## AIM
Please collect every line of the material below that contains the string "puffin". Case matters, so a line counts only if its capitals and lowercase letters match.

Items from a data source
---

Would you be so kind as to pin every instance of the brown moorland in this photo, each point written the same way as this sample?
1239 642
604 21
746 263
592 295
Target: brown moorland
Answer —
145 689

---

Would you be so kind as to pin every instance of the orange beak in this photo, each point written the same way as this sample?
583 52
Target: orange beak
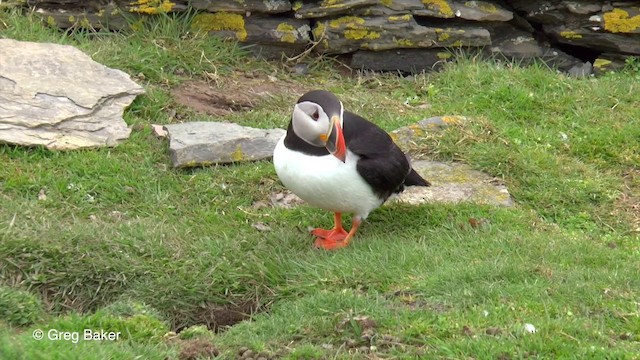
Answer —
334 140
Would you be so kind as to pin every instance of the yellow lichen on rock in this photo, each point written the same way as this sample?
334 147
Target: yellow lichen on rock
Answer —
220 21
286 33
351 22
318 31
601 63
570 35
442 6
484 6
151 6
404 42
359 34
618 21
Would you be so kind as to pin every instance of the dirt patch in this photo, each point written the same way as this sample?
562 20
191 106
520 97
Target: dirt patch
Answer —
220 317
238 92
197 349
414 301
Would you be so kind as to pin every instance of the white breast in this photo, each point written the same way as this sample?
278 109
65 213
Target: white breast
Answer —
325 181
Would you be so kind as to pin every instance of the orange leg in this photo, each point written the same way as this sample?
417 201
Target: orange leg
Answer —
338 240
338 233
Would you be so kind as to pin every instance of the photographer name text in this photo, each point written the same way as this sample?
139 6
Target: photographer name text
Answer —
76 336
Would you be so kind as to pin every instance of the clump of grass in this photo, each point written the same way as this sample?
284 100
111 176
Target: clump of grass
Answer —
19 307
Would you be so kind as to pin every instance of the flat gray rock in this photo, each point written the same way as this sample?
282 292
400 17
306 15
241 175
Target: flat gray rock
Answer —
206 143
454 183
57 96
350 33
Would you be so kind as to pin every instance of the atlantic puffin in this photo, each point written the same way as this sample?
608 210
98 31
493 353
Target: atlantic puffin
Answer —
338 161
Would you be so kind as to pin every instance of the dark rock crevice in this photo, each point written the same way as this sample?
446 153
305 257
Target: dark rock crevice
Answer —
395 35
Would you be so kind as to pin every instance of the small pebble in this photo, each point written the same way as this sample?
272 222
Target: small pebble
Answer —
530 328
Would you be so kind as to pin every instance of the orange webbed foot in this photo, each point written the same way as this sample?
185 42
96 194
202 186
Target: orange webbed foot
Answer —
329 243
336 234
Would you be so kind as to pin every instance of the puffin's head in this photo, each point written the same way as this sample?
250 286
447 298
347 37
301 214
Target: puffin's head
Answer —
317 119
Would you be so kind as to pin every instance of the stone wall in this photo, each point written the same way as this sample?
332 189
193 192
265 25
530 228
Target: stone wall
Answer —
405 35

---

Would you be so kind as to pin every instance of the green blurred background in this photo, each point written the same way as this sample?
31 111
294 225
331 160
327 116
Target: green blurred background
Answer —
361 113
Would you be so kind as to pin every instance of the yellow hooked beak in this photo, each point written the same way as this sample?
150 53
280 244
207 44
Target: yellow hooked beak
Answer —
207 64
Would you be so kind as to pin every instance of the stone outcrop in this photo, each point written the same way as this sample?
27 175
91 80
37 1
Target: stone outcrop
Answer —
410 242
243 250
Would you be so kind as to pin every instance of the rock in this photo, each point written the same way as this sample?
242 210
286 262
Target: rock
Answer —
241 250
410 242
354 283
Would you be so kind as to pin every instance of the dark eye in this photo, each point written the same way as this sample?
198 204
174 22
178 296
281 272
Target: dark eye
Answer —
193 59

---

## ANSWER TO THE TASK
Would you be so kind as to pin every instance of the atlantic puffin in this photo, each point written the same way as this sample?
Target: atlantic puffin
Would you be so kind as to pin every instance of the puffin's head in this photo, each point written the same way as this sample?
Target: puffin's head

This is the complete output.